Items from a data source
★ ★ ★
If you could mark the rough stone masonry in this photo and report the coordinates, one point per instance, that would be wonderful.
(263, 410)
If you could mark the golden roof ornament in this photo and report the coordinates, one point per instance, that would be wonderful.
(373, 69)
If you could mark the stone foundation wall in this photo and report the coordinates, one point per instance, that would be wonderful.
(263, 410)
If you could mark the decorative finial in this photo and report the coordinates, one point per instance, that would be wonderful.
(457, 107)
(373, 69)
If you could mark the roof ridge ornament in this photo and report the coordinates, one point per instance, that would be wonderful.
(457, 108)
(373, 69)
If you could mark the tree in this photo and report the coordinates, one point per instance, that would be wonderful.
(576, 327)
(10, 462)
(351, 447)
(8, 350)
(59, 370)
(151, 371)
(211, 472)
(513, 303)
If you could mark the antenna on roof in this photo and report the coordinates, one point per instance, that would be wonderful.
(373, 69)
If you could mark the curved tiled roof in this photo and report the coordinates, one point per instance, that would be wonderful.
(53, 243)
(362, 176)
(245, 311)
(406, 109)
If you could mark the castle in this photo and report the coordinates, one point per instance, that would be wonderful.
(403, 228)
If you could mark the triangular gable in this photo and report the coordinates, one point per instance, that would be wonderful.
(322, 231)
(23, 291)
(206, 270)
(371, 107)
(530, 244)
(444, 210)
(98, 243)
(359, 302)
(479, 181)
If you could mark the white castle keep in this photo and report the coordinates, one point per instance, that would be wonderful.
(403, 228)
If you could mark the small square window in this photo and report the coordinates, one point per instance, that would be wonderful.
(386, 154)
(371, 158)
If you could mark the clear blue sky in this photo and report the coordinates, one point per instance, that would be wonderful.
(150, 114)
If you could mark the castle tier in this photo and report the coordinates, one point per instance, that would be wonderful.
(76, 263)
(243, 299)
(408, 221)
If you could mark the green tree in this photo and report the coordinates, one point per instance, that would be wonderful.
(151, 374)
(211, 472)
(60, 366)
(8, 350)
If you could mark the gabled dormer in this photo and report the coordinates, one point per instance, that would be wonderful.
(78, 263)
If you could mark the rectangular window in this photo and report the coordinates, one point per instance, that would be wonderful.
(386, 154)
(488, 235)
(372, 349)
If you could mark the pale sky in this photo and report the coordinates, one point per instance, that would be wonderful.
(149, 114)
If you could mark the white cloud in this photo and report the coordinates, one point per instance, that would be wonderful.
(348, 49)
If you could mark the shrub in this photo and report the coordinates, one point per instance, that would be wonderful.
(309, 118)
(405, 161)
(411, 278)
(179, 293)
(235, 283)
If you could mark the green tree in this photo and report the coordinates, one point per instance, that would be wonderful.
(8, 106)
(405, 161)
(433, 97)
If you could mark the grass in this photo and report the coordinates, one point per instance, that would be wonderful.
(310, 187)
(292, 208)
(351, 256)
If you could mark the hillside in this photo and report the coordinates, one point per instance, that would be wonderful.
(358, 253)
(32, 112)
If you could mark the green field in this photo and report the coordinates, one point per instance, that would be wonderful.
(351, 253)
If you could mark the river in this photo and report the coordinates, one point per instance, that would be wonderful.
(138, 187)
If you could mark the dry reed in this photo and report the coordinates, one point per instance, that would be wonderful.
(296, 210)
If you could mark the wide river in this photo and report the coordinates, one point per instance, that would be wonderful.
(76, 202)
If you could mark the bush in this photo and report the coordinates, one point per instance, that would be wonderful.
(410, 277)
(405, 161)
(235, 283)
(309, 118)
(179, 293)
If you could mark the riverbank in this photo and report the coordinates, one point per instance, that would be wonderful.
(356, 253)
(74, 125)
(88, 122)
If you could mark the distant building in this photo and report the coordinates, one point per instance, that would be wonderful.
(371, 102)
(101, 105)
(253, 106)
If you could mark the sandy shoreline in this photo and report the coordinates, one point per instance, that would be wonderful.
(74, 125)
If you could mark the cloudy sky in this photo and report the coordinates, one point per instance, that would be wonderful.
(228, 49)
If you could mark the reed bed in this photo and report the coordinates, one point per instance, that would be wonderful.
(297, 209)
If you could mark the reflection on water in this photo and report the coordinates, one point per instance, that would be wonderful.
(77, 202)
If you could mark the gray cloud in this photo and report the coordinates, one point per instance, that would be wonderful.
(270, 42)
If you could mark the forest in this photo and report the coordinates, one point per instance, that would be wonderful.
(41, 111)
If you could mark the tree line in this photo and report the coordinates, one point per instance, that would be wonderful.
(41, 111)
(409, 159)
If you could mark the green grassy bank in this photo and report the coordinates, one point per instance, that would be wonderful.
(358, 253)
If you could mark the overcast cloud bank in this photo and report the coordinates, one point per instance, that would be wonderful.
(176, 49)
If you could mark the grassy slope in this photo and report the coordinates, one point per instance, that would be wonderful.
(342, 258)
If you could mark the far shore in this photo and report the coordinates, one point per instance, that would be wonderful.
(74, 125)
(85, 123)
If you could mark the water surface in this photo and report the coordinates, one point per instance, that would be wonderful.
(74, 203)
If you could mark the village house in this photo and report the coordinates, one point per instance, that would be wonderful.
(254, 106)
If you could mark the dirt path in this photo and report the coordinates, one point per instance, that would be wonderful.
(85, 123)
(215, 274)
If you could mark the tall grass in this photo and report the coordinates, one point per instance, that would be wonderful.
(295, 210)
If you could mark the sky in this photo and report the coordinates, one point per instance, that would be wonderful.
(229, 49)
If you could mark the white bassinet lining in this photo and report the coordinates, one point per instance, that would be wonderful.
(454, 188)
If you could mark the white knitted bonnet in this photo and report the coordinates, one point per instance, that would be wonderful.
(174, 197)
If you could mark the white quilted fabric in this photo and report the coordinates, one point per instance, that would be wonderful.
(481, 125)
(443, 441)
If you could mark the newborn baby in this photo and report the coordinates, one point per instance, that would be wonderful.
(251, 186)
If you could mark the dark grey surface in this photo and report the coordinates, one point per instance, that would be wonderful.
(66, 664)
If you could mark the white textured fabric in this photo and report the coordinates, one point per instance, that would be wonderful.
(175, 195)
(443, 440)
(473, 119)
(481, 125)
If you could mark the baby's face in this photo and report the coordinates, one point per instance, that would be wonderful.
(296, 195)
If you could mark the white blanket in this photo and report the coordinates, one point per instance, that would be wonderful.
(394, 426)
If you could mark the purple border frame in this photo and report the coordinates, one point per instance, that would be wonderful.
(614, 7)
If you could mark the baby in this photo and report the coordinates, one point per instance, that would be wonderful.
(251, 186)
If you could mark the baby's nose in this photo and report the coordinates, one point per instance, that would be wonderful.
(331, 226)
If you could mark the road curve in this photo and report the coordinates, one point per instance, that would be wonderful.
★ ★ ★
In the records above, retype exactly the lines from the one with "If you could mark the white quilted" through the last one.

▸ FINISHED TASK
If you could mark the white quilted fabric in this photo and report the coordinates, one point per instance, that would be wonderful.
(481, 125)
(443, 441)
If you could mark the newborn baby in this photo and report the coordinates, one point per instance, that would be wonderful.
(251, 186)
If you could mark the dark grey surface in this photo and report the coordinates, one point per instance, that would be wonderful.
(66, 664)
If you could mark the white textured fabric in this photo and report the coordinates, one point per instance, that would be wonderful.
(175, 195)
(443, 440)
(473, 119)
(481, 125)
If you could mark the baby's face in this photo and report the coordinates, one point per instance, that would be wonderful.
(296, 195)
If you could mark the white blanket in this photo and report the coordinates, one point per instance, that would be wonderful.
(394, 426)
If you could mark the purple border frame in this photo and report the coordinates, one point per instance, that would be wonderful.
(614, 7)
If you could mark the baby in this photo and report the coordinates, one point per instance, that would be wonderful.
(251, 186)
If you could mark the baby's nose in this photo and report the coordinates, one point per instance, that would be wonderful.
(331, 226)
If you could mark the road curve in this photo and report the coordinates, one point per instance, that would be wonderful.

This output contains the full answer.